**ASSIGNMENT**
Down to the last line, retype each line of the entries exactly, starting with the one that contains "Target — broom handle".

--- RECORDS PROVIDED Enclosed Below ---

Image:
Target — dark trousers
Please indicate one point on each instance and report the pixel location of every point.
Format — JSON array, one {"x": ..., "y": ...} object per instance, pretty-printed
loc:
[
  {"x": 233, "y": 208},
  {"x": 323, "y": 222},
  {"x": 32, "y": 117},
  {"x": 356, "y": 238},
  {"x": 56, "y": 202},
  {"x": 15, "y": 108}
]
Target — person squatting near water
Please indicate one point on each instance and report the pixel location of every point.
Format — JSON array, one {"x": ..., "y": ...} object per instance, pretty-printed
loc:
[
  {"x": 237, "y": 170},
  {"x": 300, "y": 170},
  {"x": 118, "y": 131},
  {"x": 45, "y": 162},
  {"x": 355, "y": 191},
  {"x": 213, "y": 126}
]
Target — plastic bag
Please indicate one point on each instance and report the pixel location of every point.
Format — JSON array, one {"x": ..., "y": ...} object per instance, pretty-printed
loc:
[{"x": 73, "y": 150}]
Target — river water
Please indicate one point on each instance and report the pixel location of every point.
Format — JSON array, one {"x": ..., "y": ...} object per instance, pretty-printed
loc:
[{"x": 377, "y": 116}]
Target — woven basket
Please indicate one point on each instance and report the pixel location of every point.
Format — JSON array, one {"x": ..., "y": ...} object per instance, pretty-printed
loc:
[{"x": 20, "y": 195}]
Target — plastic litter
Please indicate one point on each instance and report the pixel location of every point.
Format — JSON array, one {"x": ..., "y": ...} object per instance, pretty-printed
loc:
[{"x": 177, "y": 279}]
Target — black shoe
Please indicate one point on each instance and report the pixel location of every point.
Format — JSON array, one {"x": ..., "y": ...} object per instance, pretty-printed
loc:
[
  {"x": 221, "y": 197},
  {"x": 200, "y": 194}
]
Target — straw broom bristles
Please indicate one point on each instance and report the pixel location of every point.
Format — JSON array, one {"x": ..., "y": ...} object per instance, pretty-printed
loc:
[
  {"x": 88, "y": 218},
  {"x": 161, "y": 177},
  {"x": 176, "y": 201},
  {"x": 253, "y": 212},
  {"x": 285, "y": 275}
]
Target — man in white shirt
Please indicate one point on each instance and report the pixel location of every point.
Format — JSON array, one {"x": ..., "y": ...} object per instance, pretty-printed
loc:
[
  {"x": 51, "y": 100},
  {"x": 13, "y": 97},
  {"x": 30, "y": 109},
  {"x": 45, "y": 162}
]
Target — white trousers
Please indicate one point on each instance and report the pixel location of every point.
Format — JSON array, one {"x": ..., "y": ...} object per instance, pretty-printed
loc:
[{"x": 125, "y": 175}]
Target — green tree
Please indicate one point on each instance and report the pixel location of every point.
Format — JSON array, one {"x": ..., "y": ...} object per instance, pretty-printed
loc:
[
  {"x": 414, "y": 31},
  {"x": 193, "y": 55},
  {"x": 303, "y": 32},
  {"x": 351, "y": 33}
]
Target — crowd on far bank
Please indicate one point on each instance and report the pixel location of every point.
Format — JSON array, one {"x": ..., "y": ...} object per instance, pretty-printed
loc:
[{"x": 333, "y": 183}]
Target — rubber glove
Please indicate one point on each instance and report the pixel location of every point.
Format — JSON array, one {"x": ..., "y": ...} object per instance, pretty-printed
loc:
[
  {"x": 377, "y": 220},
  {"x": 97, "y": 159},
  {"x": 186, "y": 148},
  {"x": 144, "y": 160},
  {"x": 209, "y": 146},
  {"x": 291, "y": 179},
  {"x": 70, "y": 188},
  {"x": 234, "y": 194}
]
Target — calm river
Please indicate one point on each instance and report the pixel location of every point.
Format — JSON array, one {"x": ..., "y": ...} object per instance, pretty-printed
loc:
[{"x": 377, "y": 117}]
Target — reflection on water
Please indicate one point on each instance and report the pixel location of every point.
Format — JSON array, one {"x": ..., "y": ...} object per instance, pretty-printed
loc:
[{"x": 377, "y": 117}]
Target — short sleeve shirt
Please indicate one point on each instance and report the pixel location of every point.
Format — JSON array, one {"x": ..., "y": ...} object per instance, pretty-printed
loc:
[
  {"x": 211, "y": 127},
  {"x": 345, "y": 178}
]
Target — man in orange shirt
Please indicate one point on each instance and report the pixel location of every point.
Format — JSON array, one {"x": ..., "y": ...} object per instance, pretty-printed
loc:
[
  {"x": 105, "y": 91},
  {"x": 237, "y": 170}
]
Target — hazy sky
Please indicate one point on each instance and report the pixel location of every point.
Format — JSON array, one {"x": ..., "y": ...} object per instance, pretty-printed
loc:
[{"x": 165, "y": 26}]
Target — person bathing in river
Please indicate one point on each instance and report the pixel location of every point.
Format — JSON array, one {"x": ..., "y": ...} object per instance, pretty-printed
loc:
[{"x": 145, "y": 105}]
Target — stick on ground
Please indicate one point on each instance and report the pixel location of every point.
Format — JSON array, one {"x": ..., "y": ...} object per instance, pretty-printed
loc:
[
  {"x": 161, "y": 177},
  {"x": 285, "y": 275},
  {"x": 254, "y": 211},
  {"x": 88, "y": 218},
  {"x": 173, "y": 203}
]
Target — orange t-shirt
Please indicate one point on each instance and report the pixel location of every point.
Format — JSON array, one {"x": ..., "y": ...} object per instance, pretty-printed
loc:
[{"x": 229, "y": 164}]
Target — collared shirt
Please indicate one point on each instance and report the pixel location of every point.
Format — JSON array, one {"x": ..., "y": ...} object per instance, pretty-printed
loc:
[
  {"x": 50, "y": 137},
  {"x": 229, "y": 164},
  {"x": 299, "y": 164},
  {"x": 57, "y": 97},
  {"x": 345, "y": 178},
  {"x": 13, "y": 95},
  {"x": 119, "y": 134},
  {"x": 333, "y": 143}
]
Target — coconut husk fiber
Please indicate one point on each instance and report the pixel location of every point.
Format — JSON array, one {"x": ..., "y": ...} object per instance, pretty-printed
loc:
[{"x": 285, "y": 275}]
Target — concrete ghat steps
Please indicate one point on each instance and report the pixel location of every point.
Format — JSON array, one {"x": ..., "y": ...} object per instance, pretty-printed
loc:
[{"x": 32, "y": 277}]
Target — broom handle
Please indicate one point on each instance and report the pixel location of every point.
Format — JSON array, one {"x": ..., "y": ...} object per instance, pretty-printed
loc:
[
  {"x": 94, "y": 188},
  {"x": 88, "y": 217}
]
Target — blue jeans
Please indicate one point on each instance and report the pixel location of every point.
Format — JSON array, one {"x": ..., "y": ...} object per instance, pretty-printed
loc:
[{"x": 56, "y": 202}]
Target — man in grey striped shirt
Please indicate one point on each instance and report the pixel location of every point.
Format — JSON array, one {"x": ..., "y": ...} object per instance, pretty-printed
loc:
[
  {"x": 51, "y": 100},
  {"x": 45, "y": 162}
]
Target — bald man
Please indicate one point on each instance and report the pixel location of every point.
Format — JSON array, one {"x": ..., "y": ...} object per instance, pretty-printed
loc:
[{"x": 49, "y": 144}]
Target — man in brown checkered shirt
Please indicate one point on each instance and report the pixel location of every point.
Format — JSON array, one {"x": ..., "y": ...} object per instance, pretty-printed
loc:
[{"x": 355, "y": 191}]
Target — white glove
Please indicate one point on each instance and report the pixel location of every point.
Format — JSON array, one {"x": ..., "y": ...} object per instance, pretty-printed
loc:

--- End of Enclosed RECORDS PROVIDED ---

**TASK SOLUTION**
Target — broom handle
Please indicate one point on each instance and report the pixel location of every point.
Format — JSON array, one {"x": ..., "y": ...} object per instance, pretty-printed
loc:
[
  {"x": 94, "y": 188},
  {"x": 88, "y": 217}
]
Target — blue jeans
Please indicate one point on each instance and report the pixel location of every point.
Format — JSON array, one {"x": ..., "y": ...} object per instance, pretty-printed
loc:
[{"x": 56, "y": 202}]
Target — man in grey striped shirt
Please indicate one point on each instance and report the pixel location of every point.
Format — JSON array, one {"x": ..., "y": ...} object per instance, pretty-printed
loc:
[
  {"x": 51, "y": 100},
  {"x": 45, "y": 162}
]
Target — bald man
Please indicate one point on each instance and report the pixel location of every point.
Format — JSON array, one {"x": ..., "y": ...} object per instance, pretty-printed
loc:
[{"x": 49, "y": 144}]
Target — man in brown checkered shirt
Please indicate one point on each instance and report the pixel location of every point.
Format — JSON array, one {"x": ..., "y": ...} object per instance, pretty-printed
loc:
[{"x": 355, "y": 191}]
Target — white glove
Please indicate one point on each instance and report the pixel location of every point.
Format — JSON array, one {"x": ..., "y": ...} object per instance, pretty-printed
loc:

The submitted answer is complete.